>> Start Stored rows
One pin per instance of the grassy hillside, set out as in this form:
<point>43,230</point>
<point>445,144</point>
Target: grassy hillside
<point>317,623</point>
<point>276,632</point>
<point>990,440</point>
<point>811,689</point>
>> End Stored rows
>> Start Stored rows
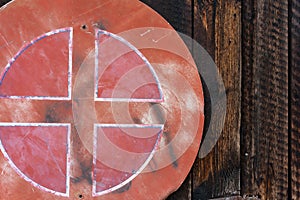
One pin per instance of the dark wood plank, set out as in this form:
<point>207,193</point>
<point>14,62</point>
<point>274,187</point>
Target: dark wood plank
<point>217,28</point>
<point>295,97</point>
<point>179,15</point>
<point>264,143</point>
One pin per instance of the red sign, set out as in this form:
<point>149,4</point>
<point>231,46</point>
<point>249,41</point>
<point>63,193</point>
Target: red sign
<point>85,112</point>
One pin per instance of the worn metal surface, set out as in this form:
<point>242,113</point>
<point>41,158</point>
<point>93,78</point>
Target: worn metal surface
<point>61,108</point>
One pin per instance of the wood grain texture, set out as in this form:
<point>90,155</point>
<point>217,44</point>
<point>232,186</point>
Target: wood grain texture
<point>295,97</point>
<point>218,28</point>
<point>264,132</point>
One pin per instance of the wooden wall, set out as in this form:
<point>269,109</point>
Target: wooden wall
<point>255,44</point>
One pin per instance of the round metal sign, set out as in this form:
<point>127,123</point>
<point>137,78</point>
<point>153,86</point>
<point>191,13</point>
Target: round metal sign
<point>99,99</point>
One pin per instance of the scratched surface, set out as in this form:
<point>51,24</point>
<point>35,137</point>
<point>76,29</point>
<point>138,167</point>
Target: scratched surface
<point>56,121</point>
>> End Stored rows
▸ What is required:
Arrange the lines of the records as a Markdown table with the columns No. and Line, numbering each line and skipping any blank ones. Begin at the line that contains "One pin per instance of the worn", stop after the line that contains "<point>61,108</point>", and include only those lines.

▸ The answer:
| No. | Line |
|---|---|
| 1 | One pin per instance of the worn metal surface, set out as in this form: |
| 2 | <point>242,113</point> |
| 3 | <point>41,158</point> |
| 4 | <point>93,78</point> |
| 5 | Target: worn metal surface |
| 6 | <point>61,108</point> |